> PROBLEM DETAILS: Lines with "segment": report how many there are in the listing below, giving the number and nothing else.
______________________________
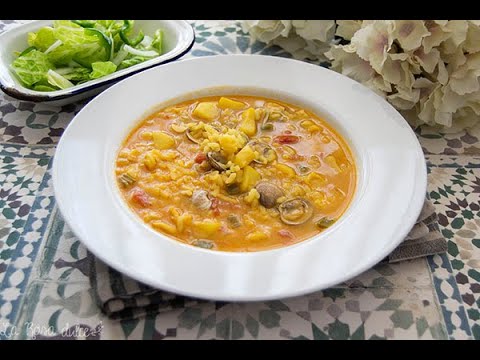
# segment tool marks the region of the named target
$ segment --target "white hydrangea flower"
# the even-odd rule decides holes
[[[351,40],[362,27],[362,20],[337,20],[336,34],[345,40]]]
[[[396,20],[393,22],[392,35],[404,51],[410,51],[418,49],[430,32],[422,20]]]
[[[246,20],[243,28],[295,58],[328,59],[413,126],[480,135],[480,20]]]
[[[291,20],[244,20],[242,23],[243,31],[265,43],[278,36],[287,37],[291,27]]]
[[[326,60],[335,36],[334,20],[244,20],[243,31],[259,41],[278,45],[296,59]]]
[[[480,21],[363,21],[351,35],[352,26],[337,27],[351,43],[326,53],[333,70],[375,87],[413,126],[480,131]],[[373,73],[359,74],[356,57]]]
[[[351,44],[360,58],[366,60],[377,72],[381,72],[388,58],[393,37],[391,21],[375,20],[358,30],[352,37]]]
______________________________
> RESPONSE TO THE TASK: 2